AIM:
Copy everything in the listing below from the line containing "- **Query**: rocky ground" down to the line containing "575,109 -> 848,403", both lines included, with no changes.

Object detection data
---------------

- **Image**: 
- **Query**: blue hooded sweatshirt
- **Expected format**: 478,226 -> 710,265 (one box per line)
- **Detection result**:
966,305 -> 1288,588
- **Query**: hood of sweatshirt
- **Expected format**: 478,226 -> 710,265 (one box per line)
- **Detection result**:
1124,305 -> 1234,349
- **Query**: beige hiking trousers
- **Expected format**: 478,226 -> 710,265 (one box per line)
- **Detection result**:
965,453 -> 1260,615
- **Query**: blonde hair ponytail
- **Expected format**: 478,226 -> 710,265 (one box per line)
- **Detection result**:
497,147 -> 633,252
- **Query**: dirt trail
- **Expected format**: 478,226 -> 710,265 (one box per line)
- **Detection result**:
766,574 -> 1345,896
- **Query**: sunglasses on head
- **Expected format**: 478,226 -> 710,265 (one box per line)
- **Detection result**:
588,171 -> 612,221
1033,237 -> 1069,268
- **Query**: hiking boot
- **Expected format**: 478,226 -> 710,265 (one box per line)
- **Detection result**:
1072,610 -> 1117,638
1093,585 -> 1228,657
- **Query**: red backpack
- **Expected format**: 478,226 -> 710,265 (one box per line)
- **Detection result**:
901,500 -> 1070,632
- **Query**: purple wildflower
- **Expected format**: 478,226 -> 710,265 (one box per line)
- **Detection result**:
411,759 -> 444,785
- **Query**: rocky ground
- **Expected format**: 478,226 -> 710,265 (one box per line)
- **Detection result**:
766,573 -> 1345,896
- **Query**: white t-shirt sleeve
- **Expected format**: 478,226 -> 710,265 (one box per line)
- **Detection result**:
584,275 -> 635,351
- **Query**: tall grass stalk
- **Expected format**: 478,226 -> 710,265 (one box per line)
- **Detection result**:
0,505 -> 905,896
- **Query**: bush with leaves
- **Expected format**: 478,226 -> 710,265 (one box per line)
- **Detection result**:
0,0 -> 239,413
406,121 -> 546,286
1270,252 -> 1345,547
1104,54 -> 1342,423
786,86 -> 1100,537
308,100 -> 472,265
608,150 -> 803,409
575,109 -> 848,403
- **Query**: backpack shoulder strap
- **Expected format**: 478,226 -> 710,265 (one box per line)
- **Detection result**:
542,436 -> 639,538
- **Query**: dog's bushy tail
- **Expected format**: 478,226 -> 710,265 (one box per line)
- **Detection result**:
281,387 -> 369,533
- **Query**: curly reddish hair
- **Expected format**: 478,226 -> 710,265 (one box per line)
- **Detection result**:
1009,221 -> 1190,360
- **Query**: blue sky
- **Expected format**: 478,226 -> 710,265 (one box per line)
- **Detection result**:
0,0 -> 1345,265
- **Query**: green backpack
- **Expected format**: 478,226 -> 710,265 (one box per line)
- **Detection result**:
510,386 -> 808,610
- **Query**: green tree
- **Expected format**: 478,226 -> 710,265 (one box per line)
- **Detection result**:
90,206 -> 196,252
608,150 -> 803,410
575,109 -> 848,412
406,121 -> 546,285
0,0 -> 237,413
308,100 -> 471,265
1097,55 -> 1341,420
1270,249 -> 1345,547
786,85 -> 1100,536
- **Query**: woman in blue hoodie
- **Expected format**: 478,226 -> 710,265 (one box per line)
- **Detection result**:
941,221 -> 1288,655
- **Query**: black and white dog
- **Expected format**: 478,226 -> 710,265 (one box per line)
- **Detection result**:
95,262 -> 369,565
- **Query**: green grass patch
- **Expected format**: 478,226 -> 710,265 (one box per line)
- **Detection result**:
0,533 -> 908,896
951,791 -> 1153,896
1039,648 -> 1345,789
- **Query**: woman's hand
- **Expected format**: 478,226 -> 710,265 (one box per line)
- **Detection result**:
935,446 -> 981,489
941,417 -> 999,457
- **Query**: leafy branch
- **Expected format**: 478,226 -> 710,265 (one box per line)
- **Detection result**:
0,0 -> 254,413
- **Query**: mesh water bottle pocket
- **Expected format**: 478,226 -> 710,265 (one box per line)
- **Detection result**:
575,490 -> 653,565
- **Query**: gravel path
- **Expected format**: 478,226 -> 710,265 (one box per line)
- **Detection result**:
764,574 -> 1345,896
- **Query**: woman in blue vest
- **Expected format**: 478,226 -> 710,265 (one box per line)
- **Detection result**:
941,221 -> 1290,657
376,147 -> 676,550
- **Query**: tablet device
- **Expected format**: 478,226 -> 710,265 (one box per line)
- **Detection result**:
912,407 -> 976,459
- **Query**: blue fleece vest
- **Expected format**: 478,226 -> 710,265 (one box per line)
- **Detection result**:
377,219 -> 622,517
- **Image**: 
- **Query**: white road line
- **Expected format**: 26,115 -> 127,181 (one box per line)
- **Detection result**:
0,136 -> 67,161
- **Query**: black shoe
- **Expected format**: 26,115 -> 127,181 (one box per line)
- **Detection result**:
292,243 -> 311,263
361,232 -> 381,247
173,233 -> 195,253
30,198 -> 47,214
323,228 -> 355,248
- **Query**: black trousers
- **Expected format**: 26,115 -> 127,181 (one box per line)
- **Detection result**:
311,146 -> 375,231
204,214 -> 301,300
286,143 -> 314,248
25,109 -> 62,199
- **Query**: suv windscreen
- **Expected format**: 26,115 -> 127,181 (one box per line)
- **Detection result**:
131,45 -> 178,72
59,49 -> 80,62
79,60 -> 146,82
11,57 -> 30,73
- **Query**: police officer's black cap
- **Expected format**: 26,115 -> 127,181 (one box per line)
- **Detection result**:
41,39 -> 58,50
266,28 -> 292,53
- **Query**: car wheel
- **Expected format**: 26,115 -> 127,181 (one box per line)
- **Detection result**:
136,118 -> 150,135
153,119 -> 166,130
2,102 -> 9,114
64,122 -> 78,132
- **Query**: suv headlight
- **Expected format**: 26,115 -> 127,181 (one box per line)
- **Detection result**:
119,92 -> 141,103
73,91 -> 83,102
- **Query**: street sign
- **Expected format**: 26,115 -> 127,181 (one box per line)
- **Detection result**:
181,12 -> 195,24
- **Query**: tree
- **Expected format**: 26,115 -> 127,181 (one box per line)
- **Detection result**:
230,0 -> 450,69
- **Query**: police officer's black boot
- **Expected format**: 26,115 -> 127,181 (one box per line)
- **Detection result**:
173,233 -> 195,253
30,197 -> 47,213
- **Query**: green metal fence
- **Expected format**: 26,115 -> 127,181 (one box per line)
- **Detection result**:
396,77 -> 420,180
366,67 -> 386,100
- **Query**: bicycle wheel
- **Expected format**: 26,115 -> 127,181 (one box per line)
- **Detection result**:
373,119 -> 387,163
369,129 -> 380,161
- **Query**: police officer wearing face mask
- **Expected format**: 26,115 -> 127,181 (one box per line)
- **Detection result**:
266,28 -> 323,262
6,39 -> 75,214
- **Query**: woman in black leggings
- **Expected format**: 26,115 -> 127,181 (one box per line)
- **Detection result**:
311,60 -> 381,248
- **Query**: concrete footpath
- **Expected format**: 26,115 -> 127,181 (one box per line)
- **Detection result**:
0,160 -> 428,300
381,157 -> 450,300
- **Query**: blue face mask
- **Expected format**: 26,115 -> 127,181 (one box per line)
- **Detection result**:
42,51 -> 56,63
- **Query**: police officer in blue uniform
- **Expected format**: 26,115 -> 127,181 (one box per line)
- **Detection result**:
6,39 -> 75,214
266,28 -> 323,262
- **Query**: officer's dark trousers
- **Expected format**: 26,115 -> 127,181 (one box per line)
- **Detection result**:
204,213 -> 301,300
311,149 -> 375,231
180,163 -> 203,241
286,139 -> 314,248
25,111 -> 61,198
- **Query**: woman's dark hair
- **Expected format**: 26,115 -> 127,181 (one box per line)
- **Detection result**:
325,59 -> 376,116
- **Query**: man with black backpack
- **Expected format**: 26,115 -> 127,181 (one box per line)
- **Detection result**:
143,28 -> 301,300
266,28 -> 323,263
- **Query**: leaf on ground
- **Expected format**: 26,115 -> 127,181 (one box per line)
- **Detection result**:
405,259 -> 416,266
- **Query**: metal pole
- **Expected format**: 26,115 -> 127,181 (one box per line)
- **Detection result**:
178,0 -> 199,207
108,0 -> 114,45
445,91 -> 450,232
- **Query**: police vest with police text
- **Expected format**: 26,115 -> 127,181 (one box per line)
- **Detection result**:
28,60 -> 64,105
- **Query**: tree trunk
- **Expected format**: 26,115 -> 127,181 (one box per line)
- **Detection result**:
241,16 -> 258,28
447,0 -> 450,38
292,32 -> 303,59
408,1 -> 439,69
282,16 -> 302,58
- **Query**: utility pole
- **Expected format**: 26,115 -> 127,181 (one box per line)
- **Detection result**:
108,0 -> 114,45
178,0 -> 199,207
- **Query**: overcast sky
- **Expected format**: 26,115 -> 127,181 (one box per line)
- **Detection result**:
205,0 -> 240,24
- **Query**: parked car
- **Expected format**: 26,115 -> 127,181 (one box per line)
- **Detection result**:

---------------

RESPONSE BELOW:
- **Query**: rocky ground
- **Expected format**: 478,226 -> 710,265 (one box per line)
- **Detection result**:
766,573 -> 1345,896
- **Query**: white t-shirt sleeve
- **Expected format**: 478,226 -> 710,265 (one box per line)
- **Detection result**:
584,275 -> 635,351
- **Query**: tall grass stalk
- **Expected format**: 478,226 -> 710,265 (one box per line)
- **Detection result**:
0,505 -> 905,896
- **Query**: bush with leaves
- **Expected format**: 478,226 -> 710,265 (one box per line)
- **Detection result**:
0,0 -> 239,413
406,121 -> 546,286
1270,252 -> 1345,547
1104,54 -> 1342,423
786,86 -> 1100,537
308,100 -> 472,265
608,150 -> 803,409
575,109 -> 848,403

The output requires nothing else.